### THE EXERCISE
Extend the passage on storing variables in the calculator's visitor, picking up right after its final sentence.

It is now time to implement the code that actually stores and retrieves variables, which is what happens in the visitor when an assignment or a variable node are processed. For the moment we do not have specific requirements for variables and we can treat the storage space as a big global dictionary.

The test we want to pass specifies the initial API of the storage space when we assign a value to a variable

def test_visitor_assignment():
    ast = {
        'type': 'assignment',
        'variable': 'x',
        'value': {
            'type': 'integer',
            'value': 5
        }
    }

    v = cvis.CalcVisitor()
    assert v.visit(ast) == (None, None)
    assert v.isvariable('x') is True
    assert v.valueof('x') == 5
    assert v.typeof('x') == 'integer'

We want the visitor to provide three new methods, isvariable, valueof, and typeof, that allow us to interact with the variables we defined.

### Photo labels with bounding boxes
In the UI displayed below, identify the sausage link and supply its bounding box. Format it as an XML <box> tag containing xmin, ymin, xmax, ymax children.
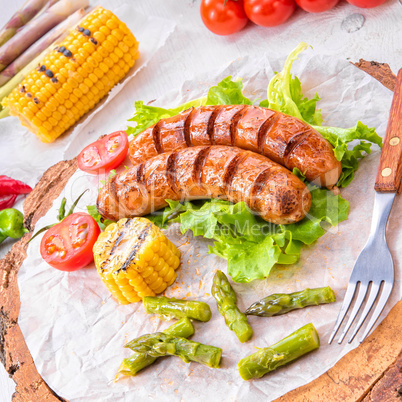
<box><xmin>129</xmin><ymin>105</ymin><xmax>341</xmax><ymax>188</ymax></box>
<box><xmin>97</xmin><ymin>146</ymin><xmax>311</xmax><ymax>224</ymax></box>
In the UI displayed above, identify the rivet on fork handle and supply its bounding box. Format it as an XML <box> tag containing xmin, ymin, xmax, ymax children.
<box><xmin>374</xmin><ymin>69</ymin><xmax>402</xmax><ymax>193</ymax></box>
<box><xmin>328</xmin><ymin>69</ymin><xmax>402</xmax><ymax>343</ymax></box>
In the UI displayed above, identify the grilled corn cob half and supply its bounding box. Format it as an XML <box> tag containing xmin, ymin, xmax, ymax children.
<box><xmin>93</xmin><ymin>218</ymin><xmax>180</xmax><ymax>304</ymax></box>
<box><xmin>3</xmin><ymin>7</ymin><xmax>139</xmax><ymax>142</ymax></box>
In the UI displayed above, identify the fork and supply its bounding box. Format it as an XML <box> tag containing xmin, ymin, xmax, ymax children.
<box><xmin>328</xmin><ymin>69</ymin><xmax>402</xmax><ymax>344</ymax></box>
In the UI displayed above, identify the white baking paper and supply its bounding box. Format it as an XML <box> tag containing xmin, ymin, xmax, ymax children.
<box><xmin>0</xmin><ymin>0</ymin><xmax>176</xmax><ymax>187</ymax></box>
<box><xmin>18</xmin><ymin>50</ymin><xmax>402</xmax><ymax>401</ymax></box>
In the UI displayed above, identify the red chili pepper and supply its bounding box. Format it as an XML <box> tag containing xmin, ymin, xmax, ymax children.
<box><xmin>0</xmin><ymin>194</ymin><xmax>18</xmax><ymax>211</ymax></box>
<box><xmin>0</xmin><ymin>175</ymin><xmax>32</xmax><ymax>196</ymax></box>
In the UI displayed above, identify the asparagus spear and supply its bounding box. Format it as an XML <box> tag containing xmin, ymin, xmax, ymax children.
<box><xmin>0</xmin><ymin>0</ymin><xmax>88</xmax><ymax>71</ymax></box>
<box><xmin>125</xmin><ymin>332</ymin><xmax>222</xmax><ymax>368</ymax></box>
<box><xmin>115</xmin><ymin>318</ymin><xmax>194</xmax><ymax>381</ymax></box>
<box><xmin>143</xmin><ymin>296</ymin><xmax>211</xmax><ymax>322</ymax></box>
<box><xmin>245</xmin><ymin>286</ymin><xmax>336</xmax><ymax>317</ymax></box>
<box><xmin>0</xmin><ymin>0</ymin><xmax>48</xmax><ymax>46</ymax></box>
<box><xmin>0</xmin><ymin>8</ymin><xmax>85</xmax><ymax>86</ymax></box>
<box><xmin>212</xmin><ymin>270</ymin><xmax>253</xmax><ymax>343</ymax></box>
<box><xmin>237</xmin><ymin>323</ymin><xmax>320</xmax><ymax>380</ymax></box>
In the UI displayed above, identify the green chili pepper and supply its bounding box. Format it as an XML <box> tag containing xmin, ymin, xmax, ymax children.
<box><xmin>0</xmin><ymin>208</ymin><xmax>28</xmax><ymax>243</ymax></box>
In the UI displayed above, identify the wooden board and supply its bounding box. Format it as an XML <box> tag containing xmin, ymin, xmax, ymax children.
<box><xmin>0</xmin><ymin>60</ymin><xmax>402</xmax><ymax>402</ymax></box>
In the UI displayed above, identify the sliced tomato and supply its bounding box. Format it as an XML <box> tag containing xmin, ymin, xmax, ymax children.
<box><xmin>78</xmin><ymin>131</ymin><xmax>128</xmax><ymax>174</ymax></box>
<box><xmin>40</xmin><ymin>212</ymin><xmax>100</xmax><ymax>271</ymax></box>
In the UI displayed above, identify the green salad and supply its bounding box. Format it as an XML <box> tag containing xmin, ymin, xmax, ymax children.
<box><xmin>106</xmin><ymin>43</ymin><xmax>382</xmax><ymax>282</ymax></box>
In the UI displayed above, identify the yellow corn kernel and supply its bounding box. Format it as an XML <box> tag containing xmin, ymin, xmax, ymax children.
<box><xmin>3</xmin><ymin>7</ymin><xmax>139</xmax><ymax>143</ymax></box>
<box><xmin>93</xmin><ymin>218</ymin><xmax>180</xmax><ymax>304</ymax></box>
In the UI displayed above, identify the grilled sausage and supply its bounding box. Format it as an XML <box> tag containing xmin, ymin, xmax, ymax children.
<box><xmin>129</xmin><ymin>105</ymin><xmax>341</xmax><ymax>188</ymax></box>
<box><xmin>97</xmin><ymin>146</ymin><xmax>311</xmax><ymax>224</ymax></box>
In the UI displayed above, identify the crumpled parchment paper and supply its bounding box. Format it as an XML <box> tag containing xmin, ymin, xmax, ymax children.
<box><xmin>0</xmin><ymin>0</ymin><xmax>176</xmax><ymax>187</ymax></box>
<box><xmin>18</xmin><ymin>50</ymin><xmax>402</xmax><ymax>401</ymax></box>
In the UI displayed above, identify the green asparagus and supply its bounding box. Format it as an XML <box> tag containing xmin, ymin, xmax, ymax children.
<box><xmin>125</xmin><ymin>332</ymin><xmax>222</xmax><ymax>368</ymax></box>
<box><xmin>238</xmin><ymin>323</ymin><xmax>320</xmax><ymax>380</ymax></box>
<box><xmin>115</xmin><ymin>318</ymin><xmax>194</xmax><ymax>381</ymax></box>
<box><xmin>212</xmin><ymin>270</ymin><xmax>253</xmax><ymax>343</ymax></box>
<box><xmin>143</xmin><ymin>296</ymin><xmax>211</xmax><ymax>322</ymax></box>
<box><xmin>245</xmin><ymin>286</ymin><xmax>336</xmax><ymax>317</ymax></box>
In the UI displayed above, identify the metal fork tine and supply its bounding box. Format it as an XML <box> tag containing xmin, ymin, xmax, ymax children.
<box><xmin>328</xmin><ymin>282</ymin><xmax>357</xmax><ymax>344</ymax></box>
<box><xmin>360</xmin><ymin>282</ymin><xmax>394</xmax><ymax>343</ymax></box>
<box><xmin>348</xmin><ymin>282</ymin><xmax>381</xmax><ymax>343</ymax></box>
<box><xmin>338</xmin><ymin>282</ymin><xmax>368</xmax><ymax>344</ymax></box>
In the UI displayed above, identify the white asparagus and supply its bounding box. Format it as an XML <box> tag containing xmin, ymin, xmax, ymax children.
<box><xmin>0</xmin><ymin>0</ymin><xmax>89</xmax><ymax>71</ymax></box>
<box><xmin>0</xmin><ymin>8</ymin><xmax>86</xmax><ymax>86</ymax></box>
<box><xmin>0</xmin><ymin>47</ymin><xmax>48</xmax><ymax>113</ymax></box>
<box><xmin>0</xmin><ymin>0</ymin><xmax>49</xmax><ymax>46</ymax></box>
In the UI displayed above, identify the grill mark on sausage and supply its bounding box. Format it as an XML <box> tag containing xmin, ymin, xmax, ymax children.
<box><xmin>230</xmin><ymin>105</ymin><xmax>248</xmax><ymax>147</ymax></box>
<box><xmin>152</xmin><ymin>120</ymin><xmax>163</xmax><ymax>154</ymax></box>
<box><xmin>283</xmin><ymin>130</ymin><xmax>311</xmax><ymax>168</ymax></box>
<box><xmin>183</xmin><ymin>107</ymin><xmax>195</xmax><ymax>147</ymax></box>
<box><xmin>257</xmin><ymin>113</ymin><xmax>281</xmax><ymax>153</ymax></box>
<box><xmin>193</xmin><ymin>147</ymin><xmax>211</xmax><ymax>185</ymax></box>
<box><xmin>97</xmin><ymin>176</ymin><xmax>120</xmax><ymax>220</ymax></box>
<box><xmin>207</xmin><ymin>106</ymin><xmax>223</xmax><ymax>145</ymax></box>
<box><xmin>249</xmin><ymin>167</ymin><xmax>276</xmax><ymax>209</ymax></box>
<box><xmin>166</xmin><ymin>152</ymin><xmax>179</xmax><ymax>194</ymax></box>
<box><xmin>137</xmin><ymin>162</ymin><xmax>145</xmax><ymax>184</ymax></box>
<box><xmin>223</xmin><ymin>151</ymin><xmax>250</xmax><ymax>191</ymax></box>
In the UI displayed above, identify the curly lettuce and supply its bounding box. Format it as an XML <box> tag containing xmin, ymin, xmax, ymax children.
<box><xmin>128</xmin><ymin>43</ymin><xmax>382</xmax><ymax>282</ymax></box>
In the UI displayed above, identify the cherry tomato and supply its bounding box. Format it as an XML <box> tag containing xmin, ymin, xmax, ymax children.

### THE RESPONSE
The last change that the visitor requires is some code that allows it to read the value of variables to be able to use them when computing the result of an expression. The test is then

def test_visitor_variable():
    assignment_ast = {
        'type': 'assignment',
        'variable': 'x',
        'value': {
            'type': 'integer',
            'value': 123
        }
    }

    read_ast = {
        'type': 'variable',
        'value': 'x'
    }

    v = cvis.CalcVisitor()
    v.visit(assignment_ast)
    assert v.visit(read_ast) == (123, 'integer')

where two different ASTs have been created. The first one assigns a value to the variable, the second one reads it and returns its value. Note that the visitor returns both value and type of the variable, which seems reasonable to implement later checks of equality or other operations on variables.


Solution

To pass the test_get_tokens_understands_letters test I added a method _process_name to the CalcLexer class

    def _process_name(self):
        regexp = re.compile('[a-z]+')

        match = regexp.match(
            self._text_storage.tail
        )

        if not match:
            return None

        token_string = match.group()

        return self._set_current_token_and_skip(
            token.Token(NAME, token_string)
        )

and then added it to the method get_token. The new version of the latter is then

    def get_token(self):
        eof = self._process_eof()
        if eof:
            return eof

        eol = self._process_eol()
        if eol:
            return eol

        self._process_whitespace()

        name = self._process_name()
        if name:
            return name

        integer = self._process_integer()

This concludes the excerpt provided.